| Aim of the exercise |
Would it be possible to quote, exactly and in full, the lines from the one with "Target: man with glasses" through the end of the entries below?

| Rows |
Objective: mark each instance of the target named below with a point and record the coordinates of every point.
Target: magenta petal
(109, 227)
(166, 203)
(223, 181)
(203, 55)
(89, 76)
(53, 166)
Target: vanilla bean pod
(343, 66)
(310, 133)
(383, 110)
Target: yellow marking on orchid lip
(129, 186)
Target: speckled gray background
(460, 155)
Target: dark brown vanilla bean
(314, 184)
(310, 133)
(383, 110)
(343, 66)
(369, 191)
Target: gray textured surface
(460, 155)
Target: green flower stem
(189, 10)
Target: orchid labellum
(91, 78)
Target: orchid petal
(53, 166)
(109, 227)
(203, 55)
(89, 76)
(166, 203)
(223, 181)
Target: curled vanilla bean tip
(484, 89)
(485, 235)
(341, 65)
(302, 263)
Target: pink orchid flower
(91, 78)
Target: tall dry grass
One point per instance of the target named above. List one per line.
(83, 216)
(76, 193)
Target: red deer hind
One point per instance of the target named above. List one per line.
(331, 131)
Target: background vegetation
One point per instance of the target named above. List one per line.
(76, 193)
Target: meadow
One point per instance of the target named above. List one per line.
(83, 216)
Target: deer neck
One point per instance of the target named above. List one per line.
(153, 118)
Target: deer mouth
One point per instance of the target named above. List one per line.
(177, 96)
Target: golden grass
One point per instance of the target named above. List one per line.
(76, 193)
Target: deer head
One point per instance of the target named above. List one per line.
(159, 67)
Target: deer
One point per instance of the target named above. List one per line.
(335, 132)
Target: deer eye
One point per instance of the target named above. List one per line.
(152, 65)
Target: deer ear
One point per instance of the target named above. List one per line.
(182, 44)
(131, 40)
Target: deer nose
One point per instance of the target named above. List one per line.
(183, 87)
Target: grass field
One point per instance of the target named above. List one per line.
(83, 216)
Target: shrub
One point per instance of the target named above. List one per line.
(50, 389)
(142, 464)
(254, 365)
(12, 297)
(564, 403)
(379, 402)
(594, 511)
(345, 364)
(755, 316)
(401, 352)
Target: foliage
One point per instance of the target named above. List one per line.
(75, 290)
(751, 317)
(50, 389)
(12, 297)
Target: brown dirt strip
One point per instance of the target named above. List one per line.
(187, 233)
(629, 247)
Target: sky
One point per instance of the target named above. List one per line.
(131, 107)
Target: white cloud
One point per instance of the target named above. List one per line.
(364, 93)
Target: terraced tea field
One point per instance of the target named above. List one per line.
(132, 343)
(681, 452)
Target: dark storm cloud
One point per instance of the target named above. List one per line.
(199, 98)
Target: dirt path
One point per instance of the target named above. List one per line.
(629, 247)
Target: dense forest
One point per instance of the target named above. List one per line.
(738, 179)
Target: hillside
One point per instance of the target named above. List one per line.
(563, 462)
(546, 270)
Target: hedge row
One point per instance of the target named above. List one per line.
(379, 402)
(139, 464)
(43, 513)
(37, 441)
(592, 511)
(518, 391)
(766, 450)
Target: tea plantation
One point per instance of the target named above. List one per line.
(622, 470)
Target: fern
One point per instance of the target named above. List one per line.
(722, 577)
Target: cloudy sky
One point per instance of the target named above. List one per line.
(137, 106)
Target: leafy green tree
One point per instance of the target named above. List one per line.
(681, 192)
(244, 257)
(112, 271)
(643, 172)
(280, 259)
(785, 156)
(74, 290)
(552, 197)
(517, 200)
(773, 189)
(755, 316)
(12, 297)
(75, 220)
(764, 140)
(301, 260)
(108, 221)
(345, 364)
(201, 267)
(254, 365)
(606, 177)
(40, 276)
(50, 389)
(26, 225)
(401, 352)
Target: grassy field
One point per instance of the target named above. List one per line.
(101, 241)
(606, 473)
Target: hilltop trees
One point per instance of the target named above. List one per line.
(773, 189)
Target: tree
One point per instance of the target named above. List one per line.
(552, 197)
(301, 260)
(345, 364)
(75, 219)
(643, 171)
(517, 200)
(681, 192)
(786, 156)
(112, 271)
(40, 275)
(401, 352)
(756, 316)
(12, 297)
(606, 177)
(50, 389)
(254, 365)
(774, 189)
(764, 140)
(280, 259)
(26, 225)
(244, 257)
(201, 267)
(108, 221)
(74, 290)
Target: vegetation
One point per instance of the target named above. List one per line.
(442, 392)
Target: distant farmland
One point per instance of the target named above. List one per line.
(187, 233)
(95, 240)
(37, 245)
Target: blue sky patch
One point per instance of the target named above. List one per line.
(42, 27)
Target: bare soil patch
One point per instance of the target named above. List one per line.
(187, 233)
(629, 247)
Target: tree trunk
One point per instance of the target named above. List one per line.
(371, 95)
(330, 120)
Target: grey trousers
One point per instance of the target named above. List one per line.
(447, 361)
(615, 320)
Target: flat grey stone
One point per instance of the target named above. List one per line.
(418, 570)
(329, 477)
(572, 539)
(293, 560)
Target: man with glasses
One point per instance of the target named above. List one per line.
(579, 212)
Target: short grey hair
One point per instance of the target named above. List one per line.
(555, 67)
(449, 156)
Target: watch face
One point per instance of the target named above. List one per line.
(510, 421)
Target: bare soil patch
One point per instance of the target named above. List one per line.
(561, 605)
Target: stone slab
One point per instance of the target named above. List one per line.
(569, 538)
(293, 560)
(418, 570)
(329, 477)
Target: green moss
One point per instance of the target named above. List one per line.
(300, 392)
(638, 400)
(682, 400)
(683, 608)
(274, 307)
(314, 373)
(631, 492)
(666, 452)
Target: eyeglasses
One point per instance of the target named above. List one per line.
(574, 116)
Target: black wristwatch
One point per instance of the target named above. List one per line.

| Written solution |
Target: man with glasses
One point per instance of the target named above. List one per line.
(579, 212)
Target: short grey hair
One point per instance of the target named above. List one per line.
(555, 67)
(449, 156)
Target: watch face
One point per instance of the target named above. List one per line.
(510, 421)
Target: bare soil patch
One point per instance of the target named above. List one per line.
(561, 605)
Target: stone slab
One point per instance of the target named above. List one per line.
(569, 538)
(293, 560)
(418, 570)
(329, 477)
Target: green moss
One point per instance of the target named above. List one per line.
(300, 392)
(638, 400)
(682, 400)
(683, 608)
(274, 307)
(314, 373)
(631, 492)
(666, 452)
Target: eyeglasses
One point per instance of the target named above. List one per line.
(574, 116)
Target: black wristwatch
One point per instance of the target named above. List one per line.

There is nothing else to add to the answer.